• Goal: Reproduce the data below verbatim, keeping every line intact and in its original order.

• Given information:
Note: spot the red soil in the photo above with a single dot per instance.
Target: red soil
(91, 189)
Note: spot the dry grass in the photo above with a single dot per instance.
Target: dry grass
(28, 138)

• The result:
Note: spot the red soil in the photo above with a single dot per instance.
Target: red soil
(91, 189)
Note: spot the dry grass in the photo above with a single dot per instance.
Target: dry grass
(28, 138)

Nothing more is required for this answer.